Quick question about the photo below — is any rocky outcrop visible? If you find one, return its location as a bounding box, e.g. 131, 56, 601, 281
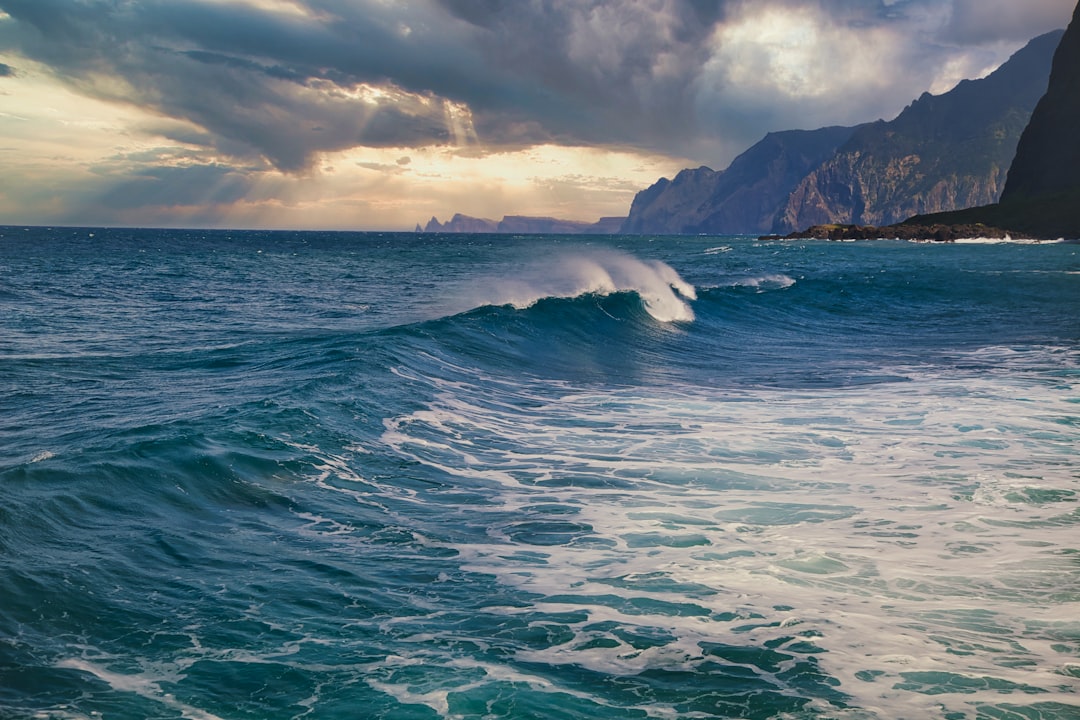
622, 127, 854, 234
417, 213, 625, 235
773, 30, 1062, 232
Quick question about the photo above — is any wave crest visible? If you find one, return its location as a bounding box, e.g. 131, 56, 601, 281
474, 250, 698, 323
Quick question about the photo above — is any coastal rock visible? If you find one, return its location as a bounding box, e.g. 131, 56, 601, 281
622, 30, 1062, 234
761, 222, 1011, 243
622, 127, 854, 234
774, 30, 1062, 233
1001, 4, 1080, 202
907, 4, 1080, 240
417, 213, 626, 235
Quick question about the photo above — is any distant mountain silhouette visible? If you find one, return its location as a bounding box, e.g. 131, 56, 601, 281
416, 213, 625, 235
623, 30, 1062, 233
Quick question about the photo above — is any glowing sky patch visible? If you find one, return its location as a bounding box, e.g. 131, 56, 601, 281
0, 0, 1075, 230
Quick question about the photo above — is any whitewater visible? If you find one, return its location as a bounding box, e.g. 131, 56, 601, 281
0, 227, 1080, 720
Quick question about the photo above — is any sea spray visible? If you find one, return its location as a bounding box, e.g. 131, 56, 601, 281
471, 249, 698, 323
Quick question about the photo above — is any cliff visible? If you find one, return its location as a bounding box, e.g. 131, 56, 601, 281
622, 30, 1062, 234
1001, 4, 1080, 202
906, 4, 1080, 240
417, 213, 625, 235
773, 30, 1062, 232
622, 127, 854, 234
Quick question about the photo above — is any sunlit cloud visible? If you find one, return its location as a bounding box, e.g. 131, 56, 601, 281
0, 0, 1075, 229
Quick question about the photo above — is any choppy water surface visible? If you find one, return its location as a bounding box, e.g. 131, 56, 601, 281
0, 228, 1080, 720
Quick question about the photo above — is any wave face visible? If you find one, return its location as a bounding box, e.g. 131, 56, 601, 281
0, 228, 1080, 720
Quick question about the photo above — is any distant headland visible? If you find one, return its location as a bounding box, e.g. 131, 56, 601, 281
416, 213, 626, 235
416, 5, 1080, 242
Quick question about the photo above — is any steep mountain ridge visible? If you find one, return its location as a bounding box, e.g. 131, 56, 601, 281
622, 30, 1063, 233
907, 4, 1080, 240
773, 30, 1062, 232
622, 127, 854, 234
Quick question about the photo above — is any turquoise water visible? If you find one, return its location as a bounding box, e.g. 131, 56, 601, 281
0, 228, 1080, 720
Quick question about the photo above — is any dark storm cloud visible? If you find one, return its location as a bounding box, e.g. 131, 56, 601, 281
0, 0, 1072, 172
96, 165, 254, 214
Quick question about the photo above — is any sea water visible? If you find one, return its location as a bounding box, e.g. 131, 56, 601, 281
0, 228, 1080, 720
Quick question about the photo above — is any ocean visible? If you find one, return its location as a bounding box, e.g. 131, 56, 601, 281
0, 227, 1080, 720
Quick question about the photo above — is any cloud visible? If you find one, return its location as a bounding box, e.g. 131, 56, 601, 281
0, 0, 1075, 211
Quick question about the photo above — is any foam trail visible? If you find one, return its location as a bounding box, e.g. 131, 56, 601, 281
476, 250, 698, 323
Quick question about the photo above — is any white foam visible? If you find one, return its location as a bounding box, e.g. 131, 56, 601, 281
470, 250, 697, 323
373, 349, 1080, 718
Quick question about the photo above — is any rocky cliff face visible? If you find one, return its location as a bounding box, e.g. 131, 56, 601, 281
773, 30, 1062, 232
417, 213, 625, 235
1001, 4, 1080, 202
622, 30, 1058, 234
910, 4, 1080, 240
622, 127, 854, 234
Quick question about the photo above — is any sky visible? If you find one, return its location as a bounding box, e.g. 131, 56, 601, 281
0, 0, 1076, 230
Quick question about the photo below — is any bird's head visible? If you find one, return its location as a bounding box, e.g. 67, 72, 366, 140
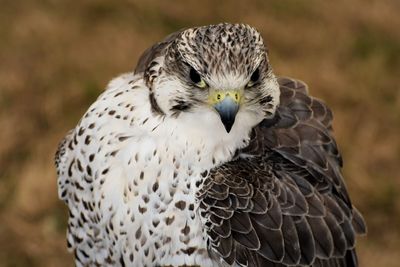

##############################

Reproduce every line of the part that opens with the line containing "Quick question about the photo above — is any coastal" and closes with the line containing "417, 213, 626, 235", scaling each bounding-box coordinate by 0.7 and rounding it to a whole number, with halves rounded up. Leave the line with "e.g." and its numbers unchanged.

Quick question about the photo above — is any coastal rock visible? If you find one, return its location as a bounding box, e.g. 131, 56, 601, 281
435, 21, 743, 164
533, 155, 708, 170
435, 89, 598, 164
542, 21, 743, 163
701, 3, 756, 141
635, 3, 756, 168
292, 149, 438, 165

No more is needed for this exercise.